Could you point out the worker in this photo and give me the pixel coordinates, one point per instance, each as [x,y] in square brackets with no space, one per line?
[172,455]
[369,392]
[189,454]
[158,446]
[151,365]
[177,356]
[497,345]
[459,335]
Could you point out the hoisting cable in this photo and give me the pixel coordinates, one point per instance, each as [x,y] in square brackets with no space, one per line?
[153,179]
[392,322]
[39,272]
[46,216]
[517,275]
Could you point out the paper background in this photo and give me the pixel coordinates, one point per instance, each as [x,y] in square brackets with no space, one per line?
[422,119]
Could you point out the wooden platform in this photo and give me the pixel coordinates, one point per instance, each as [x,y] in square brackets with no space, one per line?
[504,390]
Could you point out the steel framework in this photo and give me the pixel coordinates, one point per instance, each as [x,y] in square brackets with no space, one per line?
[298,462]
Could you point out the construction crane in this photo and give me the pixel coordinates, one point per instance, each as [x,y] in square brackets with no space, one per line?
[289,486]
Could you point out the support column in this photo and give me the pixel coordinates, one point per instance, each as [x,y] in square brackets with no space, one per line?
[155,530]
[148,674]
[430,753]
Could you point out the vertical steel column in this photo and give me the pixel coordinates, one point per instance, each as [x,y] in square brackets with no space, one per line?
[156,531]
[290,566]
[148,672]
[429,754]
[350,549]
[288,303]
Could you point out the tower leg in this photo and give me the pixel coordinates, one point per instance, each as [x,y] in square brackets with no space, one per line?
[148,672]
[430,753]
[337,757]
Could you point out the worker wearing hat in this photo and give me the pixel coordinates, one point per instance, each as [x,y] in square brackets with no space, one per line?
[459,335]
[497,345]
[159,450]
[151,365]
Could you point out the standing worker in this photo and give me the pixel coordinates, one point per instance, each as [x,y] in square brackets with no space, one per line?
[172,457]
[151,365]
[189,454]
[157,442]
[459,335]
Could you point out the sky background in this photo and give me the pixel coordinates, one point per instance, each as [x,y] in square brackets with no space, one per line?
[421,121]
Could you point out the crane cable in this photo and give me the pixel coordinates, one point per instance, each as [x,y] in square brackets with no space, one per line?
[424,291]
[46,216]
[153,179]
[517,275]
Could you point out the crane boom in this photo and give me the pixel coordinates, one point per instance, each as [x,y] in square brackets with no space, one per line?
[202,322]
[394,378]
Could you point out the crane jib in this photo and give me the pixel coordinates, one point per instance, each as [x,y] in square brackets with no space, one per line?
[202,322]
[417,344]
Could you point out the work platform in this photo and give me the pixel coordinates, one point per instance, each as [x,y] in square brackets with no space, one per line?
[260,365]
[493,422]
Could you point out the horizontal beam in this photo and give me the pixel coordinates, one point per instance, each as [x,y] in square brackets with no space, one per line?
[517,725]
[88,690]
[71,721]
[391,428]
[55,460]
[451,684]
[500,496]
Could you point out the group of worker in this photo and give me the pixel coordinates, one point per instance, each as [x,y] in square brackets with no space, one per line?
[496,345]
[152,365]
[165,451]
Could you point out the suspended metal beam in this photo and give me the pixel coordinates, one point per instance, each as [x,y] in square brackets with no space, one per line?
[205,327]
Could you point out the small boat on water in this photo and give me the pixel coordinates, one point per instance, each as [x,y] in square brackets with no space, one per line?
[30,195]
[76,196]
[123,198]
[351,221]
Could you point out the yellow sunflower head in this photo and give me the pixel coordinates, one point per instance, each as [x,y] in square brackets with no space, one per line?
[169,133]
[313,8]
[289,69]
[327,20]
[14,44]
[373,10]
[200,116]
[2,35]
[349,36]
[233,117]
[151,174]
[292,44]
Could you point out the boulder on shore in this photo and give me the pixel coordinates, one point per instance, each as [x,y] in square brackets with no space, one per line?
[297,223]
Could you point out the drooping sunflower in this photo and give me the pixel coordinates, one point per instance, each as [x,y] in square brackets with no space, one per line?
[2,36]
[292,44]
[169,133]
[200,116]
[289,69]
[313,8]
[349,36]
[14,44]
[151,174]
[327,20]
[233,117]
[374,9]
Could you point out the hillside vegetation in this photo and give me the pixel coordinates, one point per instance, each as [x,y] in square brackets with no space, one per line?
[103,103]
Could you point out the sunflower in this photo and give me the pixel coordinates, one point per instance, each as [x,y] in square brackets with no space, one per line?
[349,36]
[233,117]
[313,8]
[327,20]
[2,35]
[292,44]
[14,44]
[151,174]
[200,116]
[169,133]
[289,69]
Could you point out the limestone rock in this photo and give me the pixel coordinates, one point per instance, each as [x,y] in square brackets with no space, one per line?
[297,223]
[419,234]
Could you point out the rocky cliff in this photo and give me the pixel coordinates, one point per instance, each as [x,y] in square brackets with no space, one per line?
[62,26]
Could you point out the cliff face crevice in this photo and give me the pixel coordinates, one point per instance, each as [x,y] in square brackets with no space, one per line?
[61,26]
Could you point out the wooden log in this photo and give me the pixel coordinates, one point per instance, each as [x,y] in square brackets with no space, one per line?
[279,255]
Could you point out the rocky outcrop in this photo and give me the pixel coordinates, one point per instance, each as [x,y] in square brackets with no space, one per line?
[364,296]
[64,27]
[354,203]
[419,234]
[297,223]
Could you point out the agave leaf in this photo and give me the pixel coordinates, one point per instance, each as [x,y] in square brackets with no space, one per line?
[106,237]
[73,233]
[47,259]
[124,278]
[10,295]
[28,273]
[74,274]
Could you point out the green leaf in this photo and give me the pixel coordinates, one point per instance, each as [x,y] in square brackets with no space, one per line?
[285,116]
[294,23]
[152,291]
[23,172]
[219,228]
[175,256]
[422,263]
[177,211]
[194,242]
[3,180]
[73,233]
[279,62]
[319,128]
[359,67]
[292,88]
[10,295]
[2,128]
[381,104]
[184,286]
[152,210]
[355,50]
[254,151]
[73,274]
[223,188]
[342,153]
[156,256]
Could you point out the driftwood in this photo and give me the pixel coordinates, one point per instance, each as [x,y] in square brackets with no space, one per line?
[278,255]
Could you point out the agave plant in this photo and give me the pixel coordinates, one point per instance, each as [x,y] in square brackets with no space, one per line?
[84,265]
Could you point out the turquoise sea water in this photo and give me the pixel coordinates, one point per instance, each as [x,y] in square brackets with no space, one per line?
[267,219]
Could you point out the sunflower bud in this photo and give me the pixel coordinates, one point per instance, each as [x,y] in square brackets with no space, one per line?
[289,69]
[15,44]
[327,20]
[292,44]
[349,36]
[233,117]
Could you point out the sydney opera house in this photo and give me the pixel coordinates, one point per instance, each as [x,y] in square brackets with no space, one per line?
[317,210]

---

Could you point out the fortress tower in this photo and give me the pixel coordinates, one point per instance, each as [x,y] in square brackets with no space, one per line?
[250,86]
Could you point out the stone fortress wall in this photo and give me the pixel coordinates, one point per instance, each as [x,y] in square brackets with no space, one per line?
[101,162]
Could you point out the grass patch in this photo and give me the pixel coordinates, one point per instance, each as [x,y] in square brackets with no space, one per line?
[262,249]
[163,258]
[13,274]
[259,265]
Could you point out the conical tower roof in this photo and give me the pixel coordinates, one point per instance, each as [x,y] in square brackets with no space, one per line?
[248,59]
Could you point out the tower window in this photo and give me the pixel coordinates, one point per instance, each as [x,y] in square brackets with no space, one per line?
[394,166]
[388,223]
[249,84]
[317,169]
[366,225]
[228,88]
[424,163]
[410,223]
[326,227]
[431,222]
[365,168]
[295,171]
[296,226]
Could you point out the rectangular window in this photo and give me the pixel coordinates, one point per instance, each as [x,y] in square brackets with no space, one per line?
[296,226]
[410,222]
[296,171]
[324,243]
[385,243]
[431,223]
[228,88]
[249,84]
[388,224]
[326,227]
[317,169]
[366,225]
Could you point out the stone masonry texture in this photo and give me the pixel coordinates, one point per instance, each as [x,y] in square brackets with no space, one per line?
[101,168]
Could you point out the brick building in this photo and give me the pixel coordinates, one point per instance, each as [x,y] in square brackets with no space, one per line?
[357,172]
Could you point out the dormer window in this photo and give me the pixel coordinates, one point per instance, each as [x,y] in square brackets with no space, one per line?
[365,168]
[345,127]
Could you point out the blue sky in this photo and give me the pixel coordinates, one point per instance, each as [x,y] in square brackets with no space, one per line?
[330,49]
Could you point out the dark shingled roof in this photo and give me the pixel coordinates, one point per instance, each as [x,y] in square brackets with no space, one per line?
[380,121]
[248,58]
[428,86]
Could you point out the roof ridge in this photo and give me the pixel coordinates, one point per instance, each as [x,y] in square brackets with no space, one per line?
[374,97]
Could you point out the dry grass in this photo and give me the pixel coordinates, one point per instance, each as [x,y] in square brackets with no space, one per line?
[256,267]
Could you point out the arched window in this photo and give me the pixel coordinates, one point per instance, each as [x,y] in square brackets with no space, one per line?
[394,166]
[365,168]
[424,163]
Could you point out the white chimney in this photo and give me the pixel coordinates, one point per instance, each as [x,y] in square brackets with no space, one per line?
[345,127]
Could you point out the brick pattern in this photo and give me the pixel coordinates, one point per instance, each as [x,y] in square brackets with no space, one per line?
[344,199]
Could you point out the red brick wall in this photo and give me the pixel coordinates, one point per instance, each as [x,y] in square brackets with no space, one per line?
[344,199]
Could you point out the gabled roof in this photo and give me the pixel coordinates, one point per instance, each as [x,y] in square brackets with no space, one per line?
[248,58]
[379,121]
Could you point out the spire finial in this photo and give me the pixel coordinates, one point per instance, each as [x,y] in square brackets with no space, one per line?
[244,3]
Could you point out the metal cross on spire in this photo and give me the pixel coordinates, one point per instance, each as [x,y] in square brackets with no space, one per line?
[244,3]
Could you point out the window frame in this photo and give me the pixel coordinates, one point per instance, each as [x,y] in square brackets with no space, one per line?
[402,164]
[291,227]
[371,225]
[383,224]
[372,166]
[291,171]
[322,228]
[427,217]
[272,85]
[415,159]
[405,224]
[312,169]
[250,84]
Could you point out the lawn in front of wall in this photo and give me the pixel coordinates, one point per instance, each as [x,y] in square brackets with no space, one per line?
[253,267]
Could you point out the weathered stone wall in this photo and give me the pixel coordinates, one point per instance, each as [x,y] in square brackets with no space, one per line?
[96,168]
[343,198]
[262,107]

==

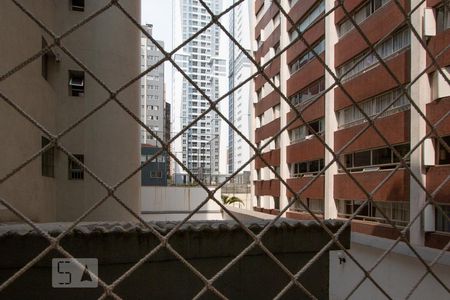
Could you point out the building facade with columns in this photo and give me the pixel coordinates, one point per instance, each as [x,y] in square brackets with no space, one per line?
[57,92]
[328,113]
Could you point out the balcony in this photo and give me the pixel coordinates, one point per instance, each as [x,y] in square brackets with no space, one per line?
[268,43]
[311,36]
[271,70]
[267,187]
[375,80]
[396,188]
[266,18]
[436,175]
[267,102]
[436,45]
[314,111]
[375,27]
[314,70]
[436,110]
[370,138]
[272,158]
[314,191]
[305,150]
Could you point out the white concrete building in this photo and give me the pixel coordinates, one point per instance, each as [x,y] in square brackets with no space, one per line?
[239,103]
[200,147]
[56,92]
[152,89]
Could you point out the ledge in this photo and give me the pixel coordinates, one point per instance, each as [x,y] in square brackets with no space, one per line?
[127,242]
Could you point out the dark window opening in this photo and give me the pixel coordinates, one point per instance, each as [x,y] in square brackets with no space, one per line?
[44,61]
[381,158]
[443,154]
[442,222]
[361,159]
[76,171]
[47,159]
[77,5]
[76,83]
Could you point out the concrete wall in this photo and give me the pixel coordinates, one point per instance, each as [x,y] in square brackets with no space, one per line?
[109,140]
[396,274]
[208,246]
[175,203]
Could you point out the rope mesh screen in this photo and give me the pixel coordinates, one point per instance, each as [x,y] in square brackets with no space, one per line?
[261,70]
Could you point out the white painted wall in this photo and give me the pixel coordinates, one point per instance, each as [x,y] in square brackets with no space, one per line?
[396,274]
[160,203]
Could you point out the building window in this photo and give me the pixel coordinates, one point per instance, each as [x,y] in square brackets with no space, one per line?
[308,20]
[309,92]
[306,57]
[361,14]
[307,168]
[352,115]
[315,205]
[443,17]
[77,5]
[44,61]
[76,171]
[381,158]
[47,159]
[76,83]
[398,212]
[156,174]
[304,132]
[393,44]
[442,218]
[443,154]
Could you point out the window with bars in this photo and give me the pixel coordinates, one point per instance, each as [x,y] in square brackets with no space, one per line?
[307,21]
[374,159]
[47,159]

• The task
Show every line of the records above that contains the word "wooden", copying each one in full.

• Output of the task
Could you point out the wooden platform in this photo and give me the pixel coordinates, one point per instance, each as [x,y] in square brackets with no space, one per line?
Could you point out the wooden log in this photo and give me the pixel coordinates, one point per instance, each as [x,y] in square brackets with no space, one per line?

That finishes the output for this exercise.